WORK TO COMPLETE -> Use the entries below and reproduce exactly the lines from the one containing "Target: horizontal band of windows" down to the one containing "Expected: one point per instance of the sunlit", both of them included.

PROVIDED ENTRIES ->
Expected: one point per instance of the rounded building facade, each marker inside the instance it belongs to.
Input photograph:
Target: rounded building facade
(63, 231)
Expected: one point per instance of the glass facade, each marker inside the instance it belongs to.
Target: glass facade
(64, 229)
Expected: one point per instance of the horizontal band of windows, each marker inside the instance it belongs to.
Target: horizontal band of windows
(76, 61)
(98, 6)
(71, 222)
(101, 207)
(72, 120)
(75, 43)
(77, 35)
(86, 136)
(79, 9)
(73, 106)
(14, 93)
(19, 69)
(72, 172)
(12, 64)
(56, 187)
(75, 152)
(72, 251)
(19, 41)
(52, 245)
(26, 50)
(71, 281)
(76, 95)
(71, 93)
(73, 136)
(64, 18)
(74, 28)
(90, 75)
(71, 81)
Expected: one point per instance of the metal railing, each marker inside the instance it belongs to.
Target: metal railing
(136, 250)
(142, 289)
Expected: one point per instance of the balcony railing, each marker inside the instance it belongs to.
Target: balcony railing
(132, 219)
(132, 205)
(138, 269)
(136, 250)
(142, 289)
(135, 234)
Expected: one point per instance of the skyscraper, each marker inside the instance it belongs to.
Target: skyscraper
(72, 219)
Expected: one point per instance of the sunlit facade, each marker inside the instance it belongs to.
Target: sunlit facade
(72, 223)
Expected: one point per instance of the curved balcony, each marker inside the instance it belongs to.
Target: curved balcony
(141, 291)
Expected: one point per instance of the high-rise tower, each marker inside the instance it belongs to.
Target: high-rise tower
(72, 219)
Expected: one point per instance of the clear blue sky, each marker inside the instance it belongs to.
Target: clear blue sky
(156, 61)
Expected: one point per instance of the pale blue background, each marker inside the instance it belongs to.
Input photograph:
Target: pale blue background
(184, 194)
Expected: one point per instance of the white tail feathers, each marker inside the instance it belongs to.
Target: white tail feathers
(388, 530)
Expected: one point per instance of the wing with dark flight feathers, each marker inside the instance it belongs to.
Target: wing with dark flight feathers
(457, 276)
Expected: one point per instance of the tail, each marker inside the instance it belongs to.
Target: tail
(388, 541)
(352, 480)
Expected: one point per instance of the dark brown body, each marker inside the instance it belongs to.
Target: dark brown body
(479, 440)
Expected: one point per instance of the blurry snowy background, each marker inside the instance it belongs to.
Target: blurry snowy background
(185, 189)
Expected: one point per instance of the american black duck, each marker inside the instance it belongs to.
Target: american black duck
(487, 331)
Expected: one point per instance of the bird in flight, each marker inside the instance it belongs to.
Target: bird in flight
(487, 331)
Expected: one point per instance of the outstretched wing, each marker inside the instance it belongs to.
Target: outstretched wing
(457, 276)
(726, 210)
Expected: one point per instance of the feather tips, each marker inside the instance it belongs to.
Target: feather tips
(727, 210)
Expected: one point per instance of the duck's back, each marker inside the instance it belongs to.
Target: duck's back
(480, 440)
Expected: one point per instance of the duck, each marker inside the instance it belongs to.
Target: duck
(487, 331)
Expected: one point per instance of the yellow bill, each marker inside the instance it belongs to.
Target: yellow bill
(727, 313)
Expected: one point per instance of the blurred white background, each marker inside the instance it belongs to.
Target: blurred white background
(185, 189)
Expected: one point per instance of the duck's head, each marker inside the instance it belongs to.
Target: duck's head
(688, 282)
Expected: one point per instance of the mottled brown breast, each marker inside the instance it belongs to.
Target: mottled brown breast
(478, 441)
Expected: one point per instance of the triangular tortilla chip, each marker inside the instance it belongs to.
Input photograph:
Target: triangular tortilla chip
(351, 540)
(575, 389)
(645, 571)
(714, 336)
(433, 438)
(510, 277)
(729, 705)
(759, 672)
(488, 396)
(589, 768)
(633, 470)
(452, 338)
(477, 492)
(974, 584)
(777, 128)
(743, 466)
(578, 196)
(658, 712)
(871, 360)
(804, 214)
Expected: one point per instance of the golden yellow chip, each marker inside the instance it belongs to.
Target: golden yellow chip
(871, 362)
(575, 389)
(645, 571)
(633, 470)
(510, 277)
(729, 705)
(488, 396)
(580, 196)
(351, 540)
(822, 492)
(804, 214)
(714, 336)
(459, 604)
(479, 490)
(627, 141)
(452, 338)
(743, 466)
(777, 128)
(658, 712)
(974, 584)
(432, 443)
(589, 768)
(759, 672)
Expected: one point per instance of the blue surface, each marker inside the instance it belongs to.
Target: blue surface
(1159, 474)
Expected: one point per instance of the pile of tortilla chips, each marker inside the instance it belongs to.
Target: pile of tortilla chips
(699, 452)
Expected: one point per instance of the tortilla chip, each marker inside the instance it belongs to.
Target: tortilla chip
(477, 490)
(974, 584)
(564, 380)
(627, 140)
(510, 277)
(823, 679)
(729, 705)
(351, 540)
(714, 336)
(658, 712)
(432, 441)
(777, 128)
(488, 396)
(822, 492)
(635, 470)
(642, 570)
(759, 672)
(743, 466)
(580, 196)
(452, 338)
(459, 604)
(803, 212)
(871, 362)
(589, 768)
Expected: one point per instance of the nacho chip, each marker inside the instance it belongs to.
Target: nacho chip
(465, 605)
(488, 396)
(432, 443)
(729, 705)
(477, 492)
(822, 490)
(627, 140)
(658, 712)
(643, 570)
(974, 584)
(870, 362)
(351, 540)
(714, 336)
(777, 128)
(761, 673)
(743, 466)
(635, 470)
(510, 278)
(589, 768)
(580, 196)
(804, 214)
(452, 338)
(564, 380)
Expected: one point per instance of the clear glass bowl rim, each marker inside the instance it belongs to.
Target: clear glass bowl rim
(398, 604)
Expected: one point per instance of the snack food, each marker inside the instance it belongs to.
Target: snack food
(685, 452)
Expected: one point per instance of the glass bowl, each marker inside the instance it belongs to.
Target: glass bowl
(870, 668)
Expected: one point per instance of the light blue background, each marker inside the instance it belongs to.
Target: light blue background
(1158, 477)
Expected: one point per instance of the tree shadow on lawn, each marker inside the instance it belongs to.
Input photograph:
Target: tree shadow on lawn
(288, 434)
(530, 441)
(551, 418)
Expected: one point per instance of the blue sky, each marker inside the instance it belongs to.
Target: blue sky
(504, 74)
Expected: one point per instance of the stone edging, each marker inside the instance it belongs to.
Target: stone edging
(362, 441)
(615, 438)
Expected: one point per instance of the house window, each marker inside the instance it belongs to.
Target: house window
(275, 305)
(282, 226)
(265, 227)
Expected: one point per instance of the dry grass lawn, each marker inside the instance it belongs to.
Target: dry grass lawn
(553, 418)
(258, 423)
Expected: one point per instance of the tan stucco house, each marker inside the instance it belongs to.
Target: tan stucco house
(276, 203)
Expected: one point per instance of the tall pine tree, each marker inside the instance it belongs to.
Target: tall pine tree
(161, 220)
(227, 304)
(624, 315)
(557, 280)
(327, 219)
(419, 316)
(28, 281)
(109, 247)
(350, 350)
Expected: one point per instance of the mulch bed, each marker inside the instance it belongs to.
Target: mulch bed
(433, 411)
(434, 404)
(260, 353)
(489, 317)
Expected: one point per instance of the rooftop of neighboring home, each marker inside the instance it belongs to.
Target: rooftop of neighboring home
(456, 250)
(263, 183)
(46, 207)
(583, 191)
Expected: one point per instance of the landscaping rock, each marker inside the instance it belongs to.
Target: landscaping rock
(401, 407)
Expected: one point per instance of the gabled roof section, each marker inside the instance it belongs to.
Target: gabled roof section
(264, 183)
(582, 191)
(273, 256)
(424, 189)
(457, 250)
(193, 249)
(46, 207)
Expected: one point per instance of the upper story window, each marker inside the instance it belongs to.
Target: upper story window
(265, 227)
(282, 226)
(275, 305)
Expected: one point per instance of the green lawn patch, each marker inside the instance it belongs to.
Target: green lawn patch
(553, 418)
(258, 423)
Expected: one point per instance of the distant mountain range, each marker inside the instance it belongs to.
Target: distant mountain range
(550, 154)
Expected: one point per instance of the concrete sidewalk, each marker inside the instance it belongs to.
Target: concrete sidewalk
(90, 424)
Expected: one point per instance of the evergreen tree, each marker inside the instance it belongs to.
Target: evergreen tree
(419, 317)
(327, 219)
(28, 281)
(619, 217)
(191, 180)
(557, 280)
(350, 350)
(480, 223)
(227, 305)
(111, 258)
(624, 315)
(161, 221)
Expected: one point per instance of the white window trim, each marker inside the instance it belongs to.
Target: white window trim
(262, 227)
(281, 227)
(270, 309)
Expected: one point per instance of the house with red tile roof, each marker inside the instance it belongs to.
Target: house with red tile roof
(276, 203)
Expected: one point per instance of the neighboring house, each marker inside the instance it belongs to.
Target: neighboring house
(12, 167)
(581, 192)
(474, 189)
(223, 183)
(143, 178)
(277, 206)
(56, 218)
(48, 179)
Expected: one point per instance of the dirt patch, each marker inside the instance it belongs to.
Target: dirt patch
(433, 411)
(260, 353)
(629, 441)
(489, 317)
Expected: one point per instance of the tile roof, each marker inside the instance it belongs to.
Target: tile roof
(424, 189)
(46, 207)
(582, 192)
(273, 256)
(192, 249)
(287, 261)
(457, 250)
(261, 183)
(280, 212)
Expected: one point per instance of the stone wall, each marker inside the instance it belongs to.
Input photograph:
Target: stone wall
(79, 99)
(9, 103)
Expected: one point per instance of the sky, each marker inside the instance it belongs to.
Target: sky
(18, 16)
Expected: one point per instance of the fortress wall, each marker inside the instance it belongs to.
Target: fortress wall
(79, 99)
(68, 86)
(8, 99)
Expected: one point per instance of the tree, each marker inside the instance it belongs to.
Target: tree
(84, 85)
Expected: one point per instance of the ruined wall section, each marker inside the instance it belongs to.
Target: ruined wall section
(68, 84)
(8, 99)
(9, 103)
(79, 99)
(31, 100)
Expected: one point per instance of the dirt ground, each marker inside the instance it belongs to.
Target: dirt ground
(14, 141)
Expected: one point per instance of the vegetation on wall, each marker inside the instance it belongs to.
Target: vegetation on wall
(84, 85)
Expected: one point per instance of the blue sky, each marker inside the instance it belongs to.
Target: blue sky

WRITTEN ANSWER ->
Target: horizontal band of windows
(76, 61)
(98, 6)
(71, 222)
(101, 207)
(72, 120)
(75, 43)
(77, 35)
(86, 136)
(79, 9)
(73, 106)
(14, 93)
(19, 69)
(72, 172)
(12, 64)
(56, 187)
(75, 152)
(72, 251)
(19, 41)
(52, 245)
(26, 50)
(71, 281)
(76, 95)
(71, 93)
(73, 136)
(64, 18)
(74, 28)
(90, 75)
(71, 81)
Expected: one point per instance of the metal railing, each marker inside the instance it belongs to.
Target: metal railing
(136, 250)
(142, 289)
Expected: one point per instance of the balcony railing, each marker inside the instance it belongs to.
Target: balcony railing
(132, 219)
(132, 205)
(138, 269)
(136, 250)
(142, 289)
(135, 234)
Expected: one point per instance of the skyscraper, each marker inside the instance it belongs to.
Target: skyscraper
(72, 219)
Expected: one point per instance of the sunlit facade, each marker inside the instance it belongs to.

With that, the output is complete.